▶ INFORMATION PROVIDED:
Start of Block
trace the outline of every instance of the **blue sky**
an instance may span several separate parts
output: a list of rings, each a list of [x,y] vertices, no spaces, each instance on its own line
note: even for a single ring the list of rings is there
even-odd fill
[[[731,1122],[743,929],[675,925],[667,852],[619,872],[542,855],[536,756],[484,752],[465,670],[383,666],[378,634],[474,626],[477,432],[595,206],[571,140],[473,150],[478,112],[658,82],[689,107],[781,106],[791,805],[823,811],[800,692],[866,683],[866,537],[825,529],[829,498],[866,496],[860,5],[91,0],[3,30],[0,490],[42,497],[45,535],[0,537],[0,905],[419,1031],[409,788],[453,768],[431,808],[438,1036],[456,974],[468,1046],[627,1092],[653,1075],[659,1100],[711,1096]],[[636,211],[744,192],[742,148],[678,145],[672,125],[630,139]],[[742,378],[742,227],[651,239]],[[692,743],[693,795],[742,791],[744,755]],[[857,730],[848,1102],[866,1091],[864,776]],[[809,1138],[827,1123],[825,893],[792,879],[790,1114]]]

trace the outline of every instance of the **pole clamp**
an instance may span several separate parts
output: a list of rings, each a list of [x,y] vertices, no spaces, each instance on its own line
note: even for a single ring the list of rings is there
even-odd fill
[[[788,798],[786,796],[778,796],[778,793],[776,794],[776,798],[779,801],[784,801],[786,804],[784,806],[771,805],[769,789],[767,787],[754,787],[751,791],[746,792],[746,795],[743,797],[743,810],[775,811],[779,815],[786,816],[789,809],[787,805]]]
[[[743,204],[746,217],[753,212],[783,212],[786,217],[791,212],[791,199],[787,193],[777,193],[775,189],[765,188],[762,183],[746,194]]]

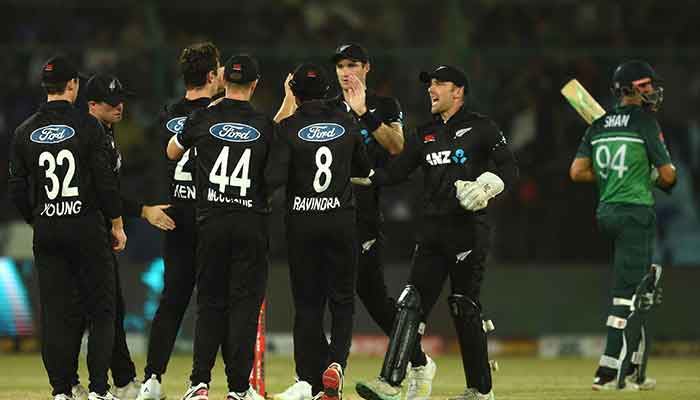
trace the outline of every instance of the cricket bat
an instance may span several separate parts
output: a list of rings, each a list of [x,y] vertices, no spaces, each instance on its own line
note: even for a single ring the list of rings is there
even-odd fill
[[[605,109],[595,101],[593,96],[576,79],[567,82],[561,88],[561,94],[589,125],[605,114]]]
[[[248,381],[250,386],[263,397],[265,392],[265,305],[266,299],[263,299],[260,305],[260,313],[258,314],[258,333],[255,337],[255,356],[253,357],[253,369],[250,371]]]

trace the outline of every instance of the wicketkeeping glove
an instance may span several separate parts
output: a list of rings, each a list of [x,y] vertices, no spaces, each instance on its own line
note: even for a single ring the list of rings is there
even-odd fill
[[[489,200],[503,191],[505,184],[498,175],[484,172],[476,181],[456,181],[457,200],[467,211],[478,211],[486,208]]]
End of Block
Start of Block
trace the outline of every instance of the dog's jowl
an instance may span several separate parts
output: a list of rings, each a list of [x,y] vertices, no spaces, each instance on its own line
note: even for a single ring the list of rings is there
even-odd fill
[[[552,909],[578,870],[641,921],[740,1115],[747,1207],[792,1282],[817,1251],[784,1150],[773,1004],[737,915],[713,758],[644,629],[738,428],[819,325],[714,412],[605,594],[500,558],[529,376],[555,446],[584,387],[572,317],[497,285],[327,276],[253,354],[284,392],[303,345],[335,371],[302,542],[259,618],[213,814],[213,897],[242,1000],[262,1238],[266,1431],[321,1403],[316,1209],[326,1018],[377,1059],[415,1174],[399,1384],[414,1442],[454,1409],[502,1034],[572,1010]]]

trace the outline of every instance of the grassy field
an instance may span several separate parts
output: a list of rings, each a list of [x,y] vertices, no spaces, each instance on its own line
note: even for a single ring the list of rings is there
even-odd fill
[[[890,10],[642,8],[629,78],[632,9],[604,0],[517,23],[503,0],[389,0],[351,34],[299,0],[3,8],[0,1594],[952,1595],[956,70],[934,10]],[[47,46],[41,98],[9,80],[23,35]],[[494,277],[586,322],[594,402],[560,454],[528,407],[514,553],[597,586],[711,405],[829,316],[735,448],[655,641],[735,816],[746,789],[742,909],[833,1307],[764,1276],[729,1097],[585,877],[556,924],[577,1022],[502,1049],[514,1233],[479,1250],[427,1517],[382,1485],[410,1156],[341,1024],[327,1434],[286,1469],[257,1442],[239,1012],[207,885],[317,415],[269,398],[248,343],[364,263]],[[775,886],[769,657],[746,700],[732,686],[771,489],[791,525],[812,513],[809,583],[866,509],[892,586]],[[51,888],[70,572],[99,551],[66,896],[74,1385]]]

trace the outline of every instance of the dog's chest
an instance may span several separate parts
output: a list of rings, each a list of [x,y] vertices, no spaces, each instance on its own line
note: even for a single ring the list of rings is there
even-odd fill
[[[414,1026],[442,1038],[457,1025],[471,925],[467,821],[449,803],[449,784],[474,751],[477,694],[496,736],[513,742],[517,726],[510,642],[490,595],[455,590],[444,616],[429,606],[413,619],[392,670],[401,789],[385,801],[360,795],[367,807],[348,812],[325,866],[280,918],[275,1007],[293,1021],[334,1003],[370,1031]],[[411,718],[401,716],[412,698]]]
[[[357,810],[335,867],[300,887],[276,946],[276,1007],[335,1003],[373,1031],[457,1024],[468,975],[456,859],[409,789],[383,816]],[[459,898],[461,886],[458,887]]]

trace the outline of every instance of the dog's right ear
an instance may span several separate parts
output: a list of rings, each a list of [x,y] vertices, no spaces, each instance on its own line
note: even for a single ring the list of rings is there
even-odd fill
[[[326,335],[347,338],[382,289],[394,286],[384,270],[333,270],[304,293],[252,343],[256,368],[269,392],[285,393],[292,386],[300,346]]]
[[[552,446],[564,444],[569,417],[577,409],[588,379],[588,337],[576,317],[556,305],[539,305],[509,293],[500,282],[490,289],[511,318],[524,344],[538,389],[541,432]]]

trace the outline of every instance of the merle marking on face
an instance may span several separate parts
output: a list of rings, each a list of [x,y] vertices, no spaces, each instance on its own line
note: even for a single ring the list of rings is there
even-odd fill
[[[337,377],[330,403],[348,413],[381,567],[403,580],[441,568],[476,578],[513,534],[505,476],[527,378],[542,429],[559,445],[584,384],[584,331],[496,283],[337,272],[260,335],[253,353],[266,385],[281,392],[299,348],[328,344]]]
End of Block
Search the entries for the word "trace" and gather every line where it appears.

trace the outline of every instance of the **blue sky**
trace the outline of every instance of the **pole clamp**
trace the outline of every instance of the cricket bat
trace the outline of every instance of the wicketkeeping glove
trace the outline of every instance of the dog's jowl
trace the outline of every instance of the grassy field
trace the outline of every instance of the dog's chest
trace the outline of every instance of the dog's right ear
trace the outline of every instance of the merle marking on face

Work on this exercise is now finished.